## SHORT TASK:
Quote the listing below in its entirety.

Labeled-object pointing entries
□ □ □ □ □
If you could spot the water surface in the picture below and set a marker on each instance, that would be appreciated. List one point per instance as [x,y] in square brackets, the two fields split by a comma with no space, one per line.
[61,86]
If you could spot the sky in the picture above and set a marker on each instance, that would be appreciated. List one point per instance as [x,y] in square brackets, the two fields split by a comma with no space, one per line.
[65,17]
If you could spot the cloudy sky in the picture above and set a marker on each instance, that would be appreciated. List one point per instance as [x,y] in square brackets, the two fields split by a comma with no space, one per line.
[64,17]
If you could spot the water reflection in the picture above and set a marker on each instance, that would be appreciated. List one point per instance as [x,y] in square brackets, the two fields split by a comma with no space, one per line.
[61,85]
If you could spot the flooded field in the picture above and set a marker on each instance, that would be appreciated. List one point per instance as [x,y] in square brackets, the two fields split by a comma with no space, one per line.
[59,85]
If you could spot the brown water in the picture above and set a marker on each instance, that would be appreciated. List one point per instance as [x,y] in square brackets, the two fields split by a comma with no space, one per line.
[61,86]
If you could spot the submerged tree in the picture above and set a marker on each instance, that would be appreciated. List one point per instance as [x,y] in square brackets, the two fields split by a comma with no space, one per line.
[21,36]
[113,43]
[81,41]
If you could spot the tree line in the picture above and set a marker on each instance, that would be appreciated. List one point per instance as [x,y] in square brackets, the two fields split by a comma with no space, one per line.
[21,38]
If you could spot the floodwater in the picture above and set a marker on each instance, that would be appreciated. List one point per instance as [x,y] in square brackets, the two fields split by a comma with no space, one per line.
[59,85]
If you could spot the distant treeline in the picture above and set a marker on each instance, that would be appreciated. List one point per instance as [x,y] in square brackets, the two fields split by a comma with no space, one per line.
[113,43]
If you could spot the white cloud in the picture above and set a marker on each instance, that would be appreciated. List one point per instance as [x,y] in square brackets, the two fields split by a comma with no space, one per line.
□ □ □ □ □
## EXERCISE RESULT:
If you could spot the water surface in the picture below and set a marker on each instance, that would be appreciated. List one point per instance as [x,y] in square brackets, the two fields split by a comma with no space, one per line.
[61,86]
If you could spot the sky in the picture above and set a marker on each instance, that would be appreciated. List one point per instance as [x,y] in square brackets, the two fields split by a comma with no space, one per line.
[65,17]
If you could spot the cloudy sky in the picture above and set a marker on each instance, that would be appreciated. List one point per instance as [x,y] in square brackets, the two fields split by a comma with no space, one per line.
[64,17]
If you could spot the water reflection in the picture above and set a marker on each instance, that would be appreciated. List one point per instance as [x,y] in square brackets, the two fields split by a comma with no space, one per line.
[61,85]
If you could spot the flooded field in the picture above and set a marker on each instance, that would be appreciated. List one point per instance as [x,y] in square brackets, the two fields split by a comma with no space, one per line.
[59,85]
If you could spot the brown water in the picture above and set a marker on each instance, that would be appreciated. List one point per instance as [x,y] in square brackets, the two fields split by a comma with no space, one per line.
[61,86]
If you could spot the submerged tree in the picture above and set a marker on each instance, that would be appreciated. List one point per instance as [x,y] in square brackets, the two fields split by a comma with no space, one per line.
[21,36]
[113,43]
[81,41]
If you could spot the tree line in the picture above and set a marker on each instance, that would be appreciated. List one point per instance as [x,y] in square brackets, the two fields split by a comma with no space, one per line.
[21,38]
If you could spot the floodwater in the picture above and set a marker on each instance, that would be appreciated. List one point per instance as [x,y] in square brackets, the two fields split by a comma with no space, one per line.
[59,85]
If you could spot the distant treeline in the picture above and set a marker on each instance, that would be appreciated. List one point per instance as [x,y] in square brackets, the two fields split by a comma with no space, one per line.
[113,43]
If you could spot the white cloud in the picture above and set a marker on each instance, that would be appreciated. List one point per instance as [x,y] in square brackets, the two fields split by a comma with no space, one per line.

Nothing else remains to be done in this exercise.